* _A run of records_
** begin **

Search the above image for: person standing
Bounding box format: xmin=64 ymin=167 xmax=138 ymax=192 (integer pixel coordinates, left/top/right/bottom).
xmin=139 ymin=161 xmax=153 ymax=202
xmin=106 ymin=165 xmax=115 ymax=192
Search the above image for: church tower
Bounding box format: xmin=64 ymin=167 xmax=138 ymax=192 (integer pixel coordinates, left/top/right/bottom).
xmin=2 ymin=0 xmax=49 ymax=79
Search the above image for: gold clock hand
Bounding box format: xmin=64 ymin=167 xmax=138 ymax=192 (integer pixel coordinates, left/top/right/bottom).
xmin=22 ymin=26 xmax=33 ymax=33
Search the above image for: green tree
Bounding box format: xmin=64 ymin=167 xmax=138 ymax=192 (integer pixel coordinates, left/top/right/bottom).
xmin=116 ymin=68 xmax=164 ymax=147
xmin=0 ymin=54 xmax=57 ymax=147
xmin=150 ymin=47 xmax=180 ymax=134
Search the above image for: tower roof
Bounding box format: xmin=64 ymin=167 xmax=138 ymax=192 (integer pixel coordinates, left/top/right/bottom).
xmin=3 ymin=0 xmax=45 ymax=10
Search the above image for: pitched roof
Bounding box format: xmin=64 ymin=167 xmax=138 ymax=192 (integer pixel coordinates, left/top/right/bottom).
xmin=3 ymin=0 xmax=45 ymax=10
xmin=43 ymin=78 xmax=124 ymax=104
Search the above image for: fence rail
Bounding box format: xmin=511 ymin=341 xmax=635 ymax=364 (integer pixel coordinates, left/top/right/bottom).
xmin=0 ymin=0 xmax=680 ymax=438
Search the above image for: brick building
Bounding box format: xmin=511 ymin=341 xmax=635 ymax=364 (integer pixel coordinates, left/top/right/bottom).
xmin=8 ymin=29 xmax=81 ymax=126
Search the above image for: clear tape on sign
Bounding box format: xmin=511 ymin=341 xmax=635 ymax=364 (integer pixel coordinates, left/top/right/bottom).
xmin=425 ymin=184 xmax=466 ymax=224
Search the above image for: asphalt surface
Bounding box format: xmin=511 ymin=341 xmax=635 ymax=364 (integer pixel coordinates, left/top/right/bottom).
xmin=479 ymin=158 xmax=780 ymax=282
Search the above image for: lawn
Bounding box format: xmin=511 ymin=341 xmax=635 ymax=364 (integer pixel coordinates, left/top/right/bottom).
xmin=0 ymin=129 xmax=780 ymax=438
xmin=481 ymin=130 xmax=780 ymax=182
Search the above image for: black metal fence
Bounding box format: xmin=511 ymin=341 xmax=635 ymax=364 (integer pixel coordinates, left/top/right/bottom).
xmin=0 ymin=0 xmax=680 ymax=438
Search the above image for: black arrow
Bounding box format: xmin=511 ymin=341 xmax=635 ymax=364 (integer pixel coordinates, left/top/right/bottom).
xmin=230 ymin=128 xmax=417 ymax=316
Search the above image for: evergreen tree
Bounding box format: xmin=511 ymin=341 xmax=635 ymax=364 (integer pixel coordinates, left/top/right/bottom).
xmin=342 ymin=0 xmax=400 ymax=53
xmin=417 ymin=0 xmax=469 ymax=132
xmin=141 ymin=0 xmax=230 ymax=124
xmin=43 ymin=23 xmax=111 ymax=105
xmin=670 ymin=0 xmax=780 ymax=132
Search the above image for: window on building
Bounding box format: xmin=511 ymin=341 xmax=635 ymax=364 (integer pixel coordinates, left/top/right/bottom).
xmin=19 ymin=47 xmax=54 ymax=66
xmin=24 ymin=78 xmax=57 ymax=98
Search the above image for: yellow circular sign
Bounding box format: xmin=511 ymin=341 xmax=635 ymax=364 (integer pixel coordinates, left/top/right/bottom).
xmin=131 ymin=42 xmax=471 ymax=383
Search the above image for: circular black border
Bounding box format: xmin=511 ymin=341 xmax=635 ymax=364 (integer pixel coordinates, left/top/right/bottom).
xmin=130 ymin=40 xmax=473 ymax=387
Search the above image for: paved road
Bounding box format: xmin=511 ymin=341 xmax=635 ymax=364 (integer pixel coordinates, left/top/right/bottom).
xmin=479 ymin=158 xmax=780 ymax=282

** end **

* _Given request_
Copy out every one of the records above, keeping each line the same.

* _Complete output_
Search the above image for: person standing
Bounding box format: xmin=64 ymin=167 xmax=138 ymax=192 (integer pixel coordinates, left/top/right/bottom).
xmin=139 ymin=161 xmax=153 ymax=202
xmin=106 ymin=165 xmax=115 ymax=192
Search the above image for: church tower
Bounding box format: xmin=64 ymin=167 xmax=138 ymax=192 (integer pixel coordinates, left/top/right/bottom).
xmin=2 ymin=0 xmax=49 ymax=79
Search the above image for: gold clock hand
Bounding box format: xmin=64 ymin=167 xmax=138 ymax=192 (integer pixel coordinates, left/top/right/bottom).
xmin=22 ymin=26 xmax=33 ymax=33
Search the above image for: green tree
Bounding box format: xmin=64 ymin=167 xmax=138 ymax=192 (integer pixel coordinates, left/top/right/bottom).
xmin=116 ymin=68 xmax=164 ymax=147
xmin=0 ymin=54 xmax=57 ymax=147
xmin=150 ymin=47 xmax=180 ymax=134
Search the above image for: tower roof
Bounding box format: xmin=64 ymin=167 xmax=138 ymax=192 (integer pixel coordinates, left/top/right/bottom).
xmin=3 ymin=0 xmax=45 ymax=10
Search the above image for: pitched roof
Bounding box format: xmin=64 ymin=167 xmax=138 ymax=192 (integer pixel coordinates, left/top/right/bottom).
xmin=3 ymin=0 xmax=45 ymax=10
xmin=43 ymin=78 xmax=124 ymax=104
Search the above image for: fence rail
Bounding box format: xmin=511 ymin=341 xmax=635 ymax=364 (integer pixel coordinates, left/top/right/bottom).
xmin=0 ymin=0 xmax=680 ymax=438
Search the above image for: brick building
Bounding box format: xmin=511 ymin=341 xmax=635 ymax=364 (integer pixel coordinates, left/top/right/bottom).
xmin=8 ymin=29 xmax=81 ymax=126
Search the above image for: clear tape on sign
Bounding box format: xmin=511 ymin=341 xmax=635 ymax=364 (integer pixel coordinates, left/top/right/bottom).
xmin=425 ymin=184 xmax=466 ymax=224
Search the above image for: asphalt surface
Bounding box format: xmin=511 ymin=341 xmax=635 ymax=364 (integer pixel coordinates, left/top/right/bottom).
xmin=479 ymin=158 xmax=780 ymax=282
Search the above image for: lawn
Bounding box format: xmin=511 ymin=341 xmax=635 ymax=364 (integer pixel coordinates, left/top/right/bottom).
xmin=0 ymin=129 xmax=780 ymax=438
xmin=481 ymin=130 xmax=780 ymax=182
Search the above image for: black metal fence
Bounding box format: xmin=511 ymin=341 xmax=635 ymax=364 (integer pixel coordinates, left/top/right/bottom).
xmin=0 ymin=0 xmax=680 ymax=438
Search the above image for: black arrow
Bounding box format: xmin=511 ymin=341 xmax=635 ymax=364 (integer pixel coordinates, left/top/right/bottom).
xmin=230 ymin=128 xmax=417 ymax=316
Search the above image for: evergreen tree
Bounding box format: xmin=511 ymin=341 xmax=635 ymax=364 (integer pixel coordinates, left/top/right/bottom).
xmin=342 ymin=0 xmax=400 ymax=53
xmin=417 ymin=0 xmax=469 ymax=132
xmin=141 ymin=0 xmax=230 ymax=124
xmin=43 ymin=23 xmax=111 ymax=105
xmin=670 ymin=0 xmax=780 ymax=132
Search the above image for: window on building
Bounding box format: xmin=511 ymin=341 xmax=635 ymax=364 (integer pixel coordinates, left/top/right/bottom).
xmin=19 ymin=47 xmax=54 ymax=66
xmin=24 ymin=78 xmax=57 ymax=98
Search the above image for: yellow circular sign
Bounding box format: xmin=511 ymin=341 xmax=635 ymax=364 (integer pixel coordinates, left/top/right/bottom).
xmin=131 ymin=42 xmax=471 ymax=383
Search the above image for: circular black border
Bounding box format: xmin=511 ymin=341 xmax=635 ymax=364 (integer pixel coordinates, left/top/right/bottom).
xmin=130 ymin=40 xmax=473 ymax=387
Search the above image for: paved road
Bounding box format: xmin=511 ymin=341 xmax=635 ymax=364 (integer pixel coordinates, left/top/right/bottom).
xmin=479 ymin=158 xmax=780 ymax=282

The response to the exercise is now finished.